**Data lines:**

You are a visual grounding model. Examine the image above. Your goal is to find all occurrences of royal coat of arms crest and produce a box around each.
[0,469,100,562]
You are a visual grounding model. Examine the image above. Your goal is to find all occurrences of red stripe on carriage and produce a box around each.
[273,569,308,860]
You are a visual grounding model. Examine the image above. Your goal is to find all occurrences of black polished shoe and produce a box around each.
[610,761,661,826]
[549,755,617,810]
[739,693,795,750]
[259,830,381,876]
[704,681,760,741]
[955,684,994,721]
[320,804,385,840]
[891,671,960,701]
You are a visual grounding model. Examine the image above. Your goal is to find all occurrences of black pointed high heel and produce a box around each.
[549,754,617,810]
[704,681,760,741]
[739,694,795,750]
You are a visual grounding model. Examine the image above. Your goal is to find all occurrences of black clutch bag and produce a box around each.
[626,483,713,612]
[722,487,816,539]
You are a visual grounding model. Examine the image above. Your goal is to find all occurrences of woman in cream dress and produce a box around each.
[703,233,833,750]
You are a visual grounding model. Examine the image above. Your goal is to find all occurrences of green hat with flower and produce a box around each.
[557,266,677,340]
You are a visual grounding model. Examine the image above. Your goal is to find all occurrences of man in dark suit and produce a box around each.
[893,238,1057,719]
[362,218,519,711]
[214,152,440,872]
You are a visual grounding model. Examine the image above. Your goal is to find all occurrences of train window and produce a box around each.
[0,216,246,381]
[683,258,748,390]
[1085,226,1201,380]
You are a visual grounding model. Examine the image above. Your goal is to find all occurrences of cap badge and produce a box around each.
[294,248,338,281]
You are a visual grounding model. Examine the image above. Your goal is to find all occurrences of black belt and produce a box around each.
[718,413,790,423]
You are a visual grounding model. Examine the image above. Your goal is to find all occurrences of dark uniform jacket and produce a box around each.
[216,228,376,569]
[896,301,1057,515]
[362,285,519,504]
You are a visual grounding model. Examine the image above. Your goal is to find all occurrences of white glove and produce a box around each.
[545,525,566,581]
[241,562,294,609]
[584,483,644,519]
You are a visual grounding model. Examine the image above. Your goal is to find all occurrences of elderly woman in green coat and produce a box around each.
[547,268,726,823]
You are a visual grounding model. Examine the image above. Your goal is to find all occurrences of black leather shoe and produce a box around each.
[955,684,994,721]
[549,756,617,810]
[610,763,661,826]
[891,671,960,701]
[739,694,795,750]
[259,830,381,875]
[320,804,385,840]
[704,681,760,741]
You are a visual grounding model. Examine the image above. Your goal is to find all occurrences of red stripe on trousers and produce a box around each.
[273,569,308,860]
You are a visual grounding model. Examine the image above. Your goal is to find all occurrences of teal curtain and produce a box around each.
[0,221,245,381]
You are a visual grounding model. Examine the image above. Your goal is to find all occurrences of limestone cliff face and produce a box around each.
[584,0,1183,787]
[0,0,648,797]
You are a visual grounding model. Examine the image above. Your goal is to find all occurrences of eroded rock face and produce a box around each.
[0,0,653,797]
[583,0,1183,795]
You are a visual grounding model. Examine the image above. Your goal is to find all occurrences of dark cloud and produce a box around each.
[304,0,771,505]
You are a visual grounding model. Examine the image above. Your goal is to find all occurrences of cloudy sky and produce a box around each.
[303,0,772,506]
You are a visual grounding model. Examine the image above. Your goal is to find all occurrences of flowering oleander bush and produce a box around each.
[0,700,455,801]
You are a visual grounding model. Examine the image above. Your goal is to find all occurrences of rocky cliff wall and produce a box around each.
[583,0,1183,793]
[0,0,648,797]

**Stated exercise:** Lay out the listing from the line with "badge and produce a box around each." up to and including the line with "[718,413,790,423]" as a JSON list of strings, one string per line, skipping blank lines.

**Exercise response:**
[
  "You are a visual grounding model. Examine the image above. Your goal is to find all occurrences of cap badge and produce a box around each.",
  "[294,248,338,281]",
  "You are a visual grounding model. Examine the image above. Your goal is to find all occurrences of black belt and produce a box around each.",
  "[718,413,790,423]"
]